Challenge A:
Reproduce the portion of the qsub discussion that opens with the words containing "So your .bash_profile" and closes with "runs under somehow?", substituting "documentation" for each occurrence of "manual".
Challenge B:
Return each line of the entries that contains the string "blue".

Quoted passage:
2

When I submit a bunch of jobs using qsub, the qsub will source the .bash_profile at first. So how can I qsub a job without source .bash_profile firstly.

user1289405
  • 31
  • 1
  • 3

2 Answers2

2

I think there are a number of different qsub commands, associated with different batch systems. It would be useful to tell us which batch system you're using.

As I recall, most such systems set one or more environment variables that you can test in your .bash_profile. The systems I've used either set $ENVIRONMENT to "BATCH", or set $PBS_ENVIRONMENT to "PBS_BATCH". (Those may be obsolete; check your documentation.)

You could modify your .bash_profile to do something like this:

if [ "$ENVIRONMENT" != "BATCH" ] ; then
    # existing code here
fi

So your .bash_profile is still sourced, but it doesn't do anything if it's running in a batch environment.

This is easy to modify so some commands are still executed.

Keith Thompson
  • 254,901
  • 44
  • 429
  • 631
0

If you can figure out how to pass arguments to bash itself, the one you're looking for is --noprofile. But I'm not familiar with qsub, and a quick glance at the manual for it didn't clue me in on how to do this. Can you specify what shell your job runs under somehow?

Material shown:
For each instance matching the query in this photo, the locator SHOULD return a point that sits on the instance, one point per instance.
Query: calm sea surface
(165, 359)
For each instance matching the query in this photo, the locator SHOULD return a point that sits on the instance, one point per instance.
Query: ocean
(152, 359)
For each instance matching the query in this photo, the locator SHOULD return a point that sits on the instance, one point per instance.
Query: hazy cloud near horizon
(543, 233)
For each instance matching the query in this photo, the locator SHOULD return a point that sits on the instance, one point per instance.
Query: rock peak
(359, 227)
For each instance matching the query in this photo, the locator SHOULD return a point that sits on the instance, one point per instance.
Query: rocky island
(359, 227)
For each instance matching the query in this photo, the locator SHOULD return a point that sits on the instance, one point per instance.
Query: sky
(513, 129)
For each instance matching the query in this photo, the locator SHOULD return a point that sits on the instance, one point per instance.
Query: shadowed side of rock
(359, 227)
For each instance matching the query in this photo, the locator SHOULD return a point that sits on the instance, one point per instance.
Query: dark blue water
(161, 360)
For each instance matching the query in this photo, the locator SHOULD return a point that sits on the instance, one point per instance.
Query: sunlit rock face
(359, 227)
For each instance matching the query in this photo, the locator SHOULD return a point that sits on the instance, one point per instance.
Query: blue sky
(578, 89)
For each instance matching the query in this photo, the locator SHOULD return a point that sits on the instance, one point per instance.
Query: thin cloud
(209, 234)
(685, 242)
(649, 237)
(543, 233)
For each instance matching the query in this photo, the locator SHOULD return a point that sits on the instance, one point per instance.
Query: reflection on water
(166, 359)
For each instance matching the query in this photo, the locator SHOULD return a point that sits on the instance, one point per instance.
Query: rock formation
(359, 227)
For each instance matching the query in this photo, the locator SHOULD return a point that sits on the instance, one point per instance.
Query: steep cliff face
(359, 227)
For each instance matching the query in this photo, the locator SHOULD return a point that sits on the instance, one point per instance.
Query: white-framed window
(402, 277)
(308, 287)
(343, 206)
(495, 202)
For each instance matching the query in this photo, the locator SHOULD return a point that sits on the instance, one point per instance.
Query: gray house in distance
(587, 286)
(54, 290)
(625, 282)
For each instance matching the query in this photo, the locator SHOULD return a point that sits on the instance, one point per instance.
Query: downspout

Written reply A:
So your .bash_profile is still sourced, but it doesn't do anything if it's running in a batch environment.

This is easy to modify so some commands are still executed.

Keith Thompson
  • 254,901
  • 44
  • 429
  • 631
0

If you can figure out how to pass arguments to bash itself, the one you're looking for is --noprofile. But I'm not familiar with qsub, and a quick glance at the documentation for it didn't clue me in on how to do this. Can you specify what shell your job runs under somehow?

Written reply B:
Query: dark blue water
Query: blue sky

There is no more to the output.